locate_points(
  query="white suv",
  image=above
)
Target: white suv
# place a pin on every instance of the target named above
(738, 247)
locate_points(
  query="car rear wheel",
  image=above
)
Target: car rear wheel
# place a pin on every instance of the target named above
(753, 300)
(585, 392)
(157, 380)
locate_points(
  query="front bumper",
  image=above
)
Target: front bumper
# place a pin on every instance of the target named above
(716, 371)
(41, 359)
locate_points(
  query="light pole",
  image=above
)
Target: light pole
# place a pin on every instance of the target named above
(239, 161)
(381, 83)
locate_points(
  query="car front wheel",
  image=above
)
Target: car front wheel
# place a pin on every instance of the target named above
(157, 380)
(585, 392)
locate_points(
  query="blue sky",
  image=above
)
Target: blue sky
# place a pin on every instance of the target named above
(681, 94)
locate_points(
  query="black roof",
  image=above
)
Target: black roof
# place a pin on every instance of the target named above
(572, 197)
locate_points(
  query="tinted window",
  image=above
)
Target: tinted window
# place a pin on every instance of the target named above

────────────────────

Task description:
Please write out each entry shown above exactly as given.

Result for this exercise:
locate_points(
  query="white suv",
  image=above
)
Target: white suv
# place a pin on every instance of the target named above
(738, 247)
locate_points(
  query="car rear wheel",
  image=above
)
Target: car rear wheel
# place a pin on every instance of the target named above
(753, 300)
(585, 392)
(157, 380)
locate_points(
  query="front bumper",
  image=above
)
Target: front bumper
# place a pin on every instance of the target named above
(716, 371)
(41, 359)
locate_points(
  query="light pole",
  image=above
)
Target: light pole
# place a pin on every instance of the target named above
(239, 161)
(381, 83)
locate_points(
  query="car front wheel",
  image=above
)
Target: car front wheel
# place a pin on every instance of the target named above
(157, 380)
(585, 392)
locate_points(
  query="blue sky",
  image=above
)
Target: blue sky
# place a pin on every instance of the target named above
(681, 94)
locate_points(
  query="black roof",
  image=above
)
Target: black roof
# place a pin on every instance of the target named above
(572, 197)
locate_points(
  query="tinted window",
  image=above
)
Target: tinted window
# place a pin on every instance of the target named above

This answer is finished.